▸ **TASK TO CARRY OUT**:
Report every line in the material below that contains the word "wall", copying each line in full.
# start of TASK INPUT
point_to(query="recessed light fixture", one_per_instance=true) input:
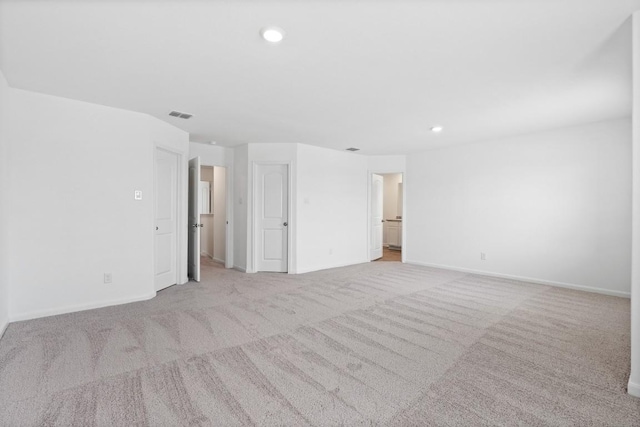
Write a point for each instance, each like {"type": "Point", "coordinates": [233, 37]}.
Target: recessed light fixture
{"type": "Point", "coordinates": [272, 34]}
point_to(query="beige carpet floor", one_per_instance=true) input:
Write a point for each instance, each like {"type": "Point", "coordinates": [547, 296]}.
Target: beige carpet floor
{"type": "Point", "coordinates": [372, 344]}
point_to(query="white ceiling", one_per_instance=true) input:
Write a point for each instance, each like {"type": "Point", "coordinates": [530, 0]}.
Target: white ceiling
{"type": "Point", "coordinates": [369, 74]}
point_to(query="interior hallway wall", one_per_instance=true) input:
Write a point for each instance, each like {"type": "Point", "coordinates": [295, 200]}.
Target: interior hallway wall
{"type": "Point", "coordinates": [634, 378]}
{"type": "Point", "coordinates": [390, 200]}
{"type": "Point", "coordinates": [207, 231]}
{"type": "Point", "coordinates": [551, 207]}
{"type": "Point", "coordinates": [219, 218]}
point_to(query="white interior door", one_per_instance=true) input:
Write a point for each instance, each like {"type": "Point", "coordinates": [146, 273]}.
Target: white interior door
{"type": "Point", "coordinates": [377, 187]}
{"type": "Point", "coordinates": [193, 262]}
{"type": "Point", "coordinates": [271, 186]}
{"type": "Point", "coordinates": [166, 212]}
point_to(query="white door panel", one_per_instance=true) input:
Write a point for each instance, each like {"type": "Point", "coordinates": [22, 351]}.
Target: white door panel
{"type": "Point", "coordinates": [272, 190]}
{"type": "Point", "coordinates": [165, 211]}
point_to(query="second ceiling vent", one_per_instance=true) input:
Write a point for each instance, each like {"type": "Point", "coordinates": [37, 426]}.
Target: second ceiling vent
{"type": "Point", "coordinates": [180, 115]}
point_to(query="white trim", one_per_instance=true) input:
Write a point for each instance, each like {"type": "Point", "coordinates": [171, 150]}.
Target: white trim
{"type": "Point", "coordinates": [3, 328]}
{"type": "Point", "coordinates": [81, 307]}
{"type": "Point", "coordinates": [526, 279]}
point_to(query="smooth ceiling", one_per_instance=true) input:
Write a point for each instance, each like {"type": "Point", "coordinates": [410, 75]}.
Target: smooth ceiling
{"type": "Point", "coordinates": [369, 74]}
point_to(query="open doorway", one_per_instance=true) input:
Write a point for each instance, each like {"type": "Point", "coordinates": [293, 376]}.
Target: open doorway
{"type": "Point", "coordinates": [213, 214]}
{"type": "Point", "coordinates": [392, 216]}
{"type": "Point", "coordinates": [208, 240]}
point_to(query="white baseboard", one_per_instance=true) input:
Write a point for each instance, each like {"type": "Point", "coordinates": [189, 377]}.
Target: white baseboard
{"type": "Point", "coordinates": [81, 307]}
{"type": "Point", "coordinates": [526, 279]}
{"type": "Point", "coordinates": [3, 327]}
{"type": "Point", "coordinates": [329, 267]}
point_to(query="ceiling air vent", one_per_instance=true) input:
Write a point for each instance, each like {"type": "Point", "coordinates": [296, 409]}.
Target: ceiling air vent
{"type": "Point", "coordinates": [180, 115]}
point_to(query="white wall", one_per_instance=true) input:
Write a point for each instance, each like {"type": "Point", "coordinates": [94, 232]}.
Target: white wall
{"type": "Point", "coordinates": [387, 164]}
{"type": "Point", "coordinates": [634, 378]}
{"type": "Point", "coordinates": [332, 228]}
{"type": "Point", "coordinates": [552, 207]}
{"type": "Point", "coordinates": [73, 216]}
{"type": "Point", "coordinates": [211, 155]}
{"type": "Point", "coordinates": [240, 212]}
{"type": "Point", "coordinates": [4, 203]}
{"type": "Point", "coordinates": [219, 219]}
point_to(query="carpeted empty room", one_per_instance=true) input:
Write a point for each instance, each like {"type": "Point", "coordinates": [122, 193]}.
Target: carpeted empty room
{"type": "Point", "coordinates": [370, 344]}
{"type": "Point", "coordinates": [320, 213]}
# end of TASK INPUT
▸ **SOLUTION TO THIS EXERCISE**:
point_to(query="interior hallway wall", one_per_instance=true) input:
Target: interior hallway wall
point_to(query="white wall", one_per_instance=true) input:
Target: white wall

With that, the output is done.